Your task is to filter the data below down to the lines holding "order".
[Opening Exercise data section]
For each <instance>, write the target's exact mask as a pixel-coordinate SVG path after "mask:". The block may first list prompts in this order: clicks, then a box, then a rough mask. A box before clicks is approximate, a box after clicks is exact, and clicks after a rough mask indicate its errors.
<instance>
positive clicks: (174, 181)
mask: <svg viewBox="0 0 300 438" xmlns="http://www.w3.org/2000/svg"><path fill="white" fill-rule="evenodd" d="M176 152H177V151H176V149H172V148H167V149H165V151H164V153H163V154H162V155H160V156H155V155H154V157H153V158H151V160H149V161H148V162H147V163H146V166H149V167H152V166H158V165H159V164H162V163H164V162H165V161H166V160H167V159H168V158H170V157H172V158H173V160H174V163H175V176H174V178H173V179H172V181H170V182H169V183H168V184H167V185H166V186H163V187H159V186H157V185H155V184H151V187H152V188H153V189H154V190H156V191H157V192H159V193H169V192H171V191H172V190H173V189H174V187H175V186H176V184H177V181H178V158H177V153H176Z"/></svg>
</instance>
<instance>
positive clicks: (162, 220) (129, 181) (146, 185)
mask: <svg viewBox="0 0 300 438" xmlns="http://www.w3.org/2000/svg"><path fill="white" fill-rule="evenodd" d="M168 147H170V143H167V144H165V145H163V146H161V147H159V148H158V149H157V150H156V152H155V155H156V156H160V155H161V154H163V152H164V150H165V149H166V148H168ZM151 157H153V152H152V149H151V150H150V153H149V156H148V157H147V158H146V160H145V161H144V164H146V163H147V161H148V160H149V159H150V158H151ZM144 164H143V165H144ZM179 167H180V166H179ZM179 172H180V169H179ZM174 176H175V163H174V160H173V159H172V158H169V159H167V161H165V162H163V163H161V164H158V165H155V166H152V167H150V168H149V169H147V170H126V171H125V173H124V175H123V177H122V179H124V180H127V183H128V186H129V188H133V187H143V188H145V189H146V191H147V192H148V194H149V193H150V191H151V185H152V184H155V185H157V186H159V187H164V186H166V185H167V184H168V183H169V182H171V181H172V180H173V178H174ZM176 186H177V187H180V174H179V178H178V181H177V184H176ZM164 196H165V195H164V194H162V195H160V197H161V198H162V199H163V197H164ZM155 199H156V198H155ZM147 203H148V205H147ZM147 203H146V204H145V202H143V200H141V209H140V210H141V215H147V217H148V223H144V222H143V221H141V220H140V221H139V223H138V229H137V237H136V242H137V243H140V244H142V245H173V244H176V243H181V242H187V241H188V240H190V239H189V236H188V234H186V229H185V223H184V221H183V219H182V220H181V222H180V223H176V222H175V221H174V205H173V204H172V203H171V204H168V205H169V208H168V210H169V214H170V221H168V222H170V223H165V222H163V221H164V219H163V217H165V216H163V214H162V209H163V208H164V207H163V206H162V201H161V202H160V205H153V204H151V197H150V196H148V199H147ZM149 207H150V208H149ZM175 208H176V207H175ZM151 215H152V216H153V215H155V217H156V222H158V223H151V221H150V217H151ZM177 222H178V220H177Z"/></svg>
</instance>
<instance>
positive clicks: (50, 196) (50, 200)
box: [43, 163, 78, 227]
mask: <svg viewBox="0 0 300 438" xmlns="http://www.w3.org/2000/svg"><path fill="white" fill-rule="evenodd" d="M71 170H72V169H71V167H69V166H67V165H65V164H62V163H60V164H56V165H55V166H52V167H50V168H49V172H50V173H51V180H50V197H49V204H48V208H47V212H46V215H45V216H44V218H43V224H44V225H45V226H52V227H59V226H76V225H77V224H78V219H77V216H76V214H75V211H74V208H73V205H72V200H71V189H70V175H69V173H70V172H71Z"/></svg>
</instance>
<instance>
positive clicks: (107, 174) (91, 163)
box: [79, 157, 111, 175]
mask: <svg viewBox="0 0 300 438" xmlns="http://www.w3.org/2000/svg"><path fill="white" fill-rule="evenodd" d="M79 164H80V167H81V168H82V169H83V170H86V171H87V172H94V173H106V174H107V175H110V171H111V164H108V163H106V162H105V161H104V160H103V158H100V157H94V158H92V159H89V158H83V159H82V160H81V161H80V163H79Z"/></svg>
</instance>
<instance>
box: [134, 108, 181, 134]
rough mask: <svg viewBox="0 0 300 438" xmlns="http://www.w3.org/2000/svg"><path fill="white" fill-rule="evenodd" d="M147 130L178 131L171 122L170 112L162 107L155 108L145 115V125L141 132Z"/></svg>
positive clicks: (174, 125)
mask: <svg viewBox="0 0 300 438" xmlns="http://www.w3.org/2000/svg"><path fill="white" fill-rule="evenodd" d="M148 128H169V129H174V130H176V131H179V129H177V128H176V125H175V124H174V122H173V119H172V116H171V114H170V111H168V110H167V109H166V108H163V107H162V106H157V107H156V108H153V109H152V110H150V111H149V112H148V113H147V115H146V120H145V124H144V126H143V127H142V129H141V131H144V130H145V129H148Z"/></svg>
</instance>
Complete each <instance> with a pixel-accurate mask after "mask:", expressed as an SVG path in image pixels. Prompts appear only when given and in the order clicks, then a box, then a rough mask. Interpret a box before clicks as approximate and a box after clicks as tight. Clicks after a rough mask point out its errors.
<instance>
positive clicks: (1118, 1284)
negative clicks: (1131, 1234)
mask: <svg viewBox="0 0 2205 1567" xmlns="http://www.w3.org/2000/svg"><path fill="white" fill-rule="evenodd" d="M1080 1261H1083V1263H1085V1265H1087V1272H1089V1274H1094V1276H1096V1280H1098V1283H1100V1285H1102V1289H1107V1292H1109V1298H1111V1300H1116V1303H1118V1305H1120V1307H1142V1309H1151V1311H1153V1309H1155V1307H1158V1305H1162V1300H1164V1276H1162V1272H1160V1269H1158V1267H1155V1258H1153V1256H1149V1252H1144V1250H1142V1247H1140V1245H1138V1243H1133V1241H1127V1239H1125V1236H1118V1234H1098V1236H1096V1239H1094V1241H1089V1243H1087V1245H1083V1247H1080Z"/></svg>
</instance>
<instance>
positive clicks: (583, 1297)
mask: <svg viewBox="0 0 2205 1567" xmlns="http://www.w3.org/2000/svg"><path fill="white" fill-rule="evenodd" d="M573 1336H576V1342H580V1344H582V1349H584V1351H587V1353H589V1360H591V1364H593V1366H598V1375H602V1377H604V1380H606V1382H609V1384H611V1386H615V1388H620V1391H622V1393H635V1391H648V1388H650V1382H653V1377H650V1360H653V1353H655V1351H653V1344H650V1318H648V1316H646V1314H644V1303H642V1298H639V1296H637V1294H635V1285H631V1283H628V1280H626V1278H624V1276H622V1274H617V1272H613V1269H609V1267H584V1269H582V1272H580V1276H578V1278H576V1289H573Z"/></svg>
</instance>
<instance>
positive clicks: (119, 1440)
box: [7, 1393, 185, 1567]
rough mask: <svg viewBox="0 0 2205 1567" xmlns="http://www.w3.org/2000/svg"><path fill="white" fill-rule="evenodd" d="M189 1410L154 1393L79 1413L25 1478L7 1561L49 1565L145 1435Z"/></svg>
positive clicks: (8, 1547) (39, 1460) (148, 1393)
[Closing Exercise data section]
(Solution below):
For each <instance>, write the target's exact mask as a pixel-coordinate SVG path after "mask:". The block may first list prompts in this order: clicks, then a box, then a rough mask. A box before clicks is approximate, a box after clicks is exact, and clicks after a rough mask indicate its errors.
Complete each <instance> with a pixel-accurate mask after "mask:", expressed as an SVG path in image pixels. Prompts appear only when given and in the order clicks, then a box, then a rough mask. Interpret a box before clicks as approximate and a box after clicks as tight. Clicks after a rough mask point out its errors.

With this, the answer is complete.